Assignment:
Please return the records below exactly as they stand.

┄┄┄┄┄┄

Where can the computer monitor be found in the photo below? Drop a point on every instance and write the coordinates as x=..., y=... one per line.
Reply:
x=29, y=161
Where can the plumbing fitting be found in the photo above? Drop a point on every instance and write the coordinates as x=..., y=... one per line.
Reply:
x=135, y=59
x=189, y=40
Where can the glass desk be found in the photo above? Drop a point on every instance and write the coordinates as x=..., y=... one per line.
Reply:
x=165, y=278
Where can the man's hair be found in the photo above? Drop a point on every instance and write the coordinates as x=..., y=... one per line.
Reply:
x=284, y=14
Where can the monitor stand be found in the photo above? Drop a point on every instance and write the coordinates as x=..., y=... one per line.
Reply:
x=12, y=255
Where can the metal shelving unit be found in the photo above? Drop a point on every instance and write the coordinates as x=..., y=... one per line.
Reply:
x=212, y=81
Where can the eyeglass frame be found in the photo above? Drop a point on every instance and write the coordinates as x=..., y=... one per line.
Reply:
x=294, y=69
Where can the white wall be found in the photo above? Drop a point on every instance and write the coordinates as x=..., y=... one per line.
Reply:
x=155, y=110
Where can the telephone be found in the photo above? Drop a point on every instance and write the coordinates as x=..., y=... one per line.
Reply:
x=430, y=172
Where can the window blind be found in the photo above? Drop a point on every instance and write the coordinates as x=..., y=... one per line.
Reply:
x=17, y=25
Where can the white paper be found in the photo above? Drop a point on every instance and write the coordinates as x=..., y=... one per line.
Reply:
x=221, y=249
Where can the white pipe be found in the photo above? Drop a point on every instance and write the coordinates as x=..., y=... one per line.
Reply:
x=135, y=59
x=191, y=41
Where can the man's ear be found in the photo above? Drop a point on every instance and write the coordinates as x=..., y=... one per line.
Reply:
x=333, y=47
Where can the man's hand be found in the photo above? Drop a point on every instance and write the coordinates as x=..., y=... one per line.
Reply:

┄┄┄┄┄┄

Result of this task:
Where can the computer monitor be found in the photo below? Drop a point on every instance and write the coordinates as x=..., y=... one per line.
Reply:
x=29, y=161
Where can the plumbing fitting be found in the photo above? Drop a point on every instance and write the coordinates as x=..., y=... one per line.
Reply:
x=135, y=59
x=189, y=40
Where can the glass desk be found in the photo above? Drop a point on every instance and write the coordinates as x=..., y=... one per line.
Reply:
x=165, y=278
Where can the man's hair be found in the photo above? Drop a point on every instance and write the coordinates as x=..., y=... one per line.
Reply:
x=284, y=14
Where can the monitor stand be found in the photo above? Drop a point on every instance and write the coordinates as x=..., y=... one per line.
Reply:
x=12, y=255
Where can the metal shelving unit be found in the photo above? Drop a point on every instance and write the coordinates as x=..., y=... one per line.
Reply:
x=212, y=81
Where can the eyeglass frame be found in the photo above? Drop a point on every instance and write the coordinates as x=..., y=... one per line.
Reply:
x=294, y=69
Where can the white wall be found in the photo above? Drop a point on every instance and write the coordinates as x=..., y=... one per line.
Reply:
x=155, y=110
Where can the telephone be found in the photo above? Drop a point on every instance and write the coordinates as x=..., y=... one per line.
Reply:
x=430, y=172
Where can the window blind be found in the photo above? Drop a point on every instance and write the coordinates as x=..., y=... one per line.
Reply:
x=17, y=25
Where can the white paper be found in the photo above? Drop a point on every instance and write the coordinates as x=..., y=... one per line.
Reply:
x=221, y=249
Where can the white pipe be found in the photo above? Drop a point on every instance and write the coordinates as x=..., y=... one per line.
Reply:
x=135, y=59
x=191, y=41
Where can the man's ear be found in the photo above? Drop a point on every instance and write the coordinates as x=..., y=... one per line.
Reply:
x=333, y=47
Where can the man's hand be found in the photo above? Drop a point on every instance and write the coordinates as x=..., y=... one per line.
Reply:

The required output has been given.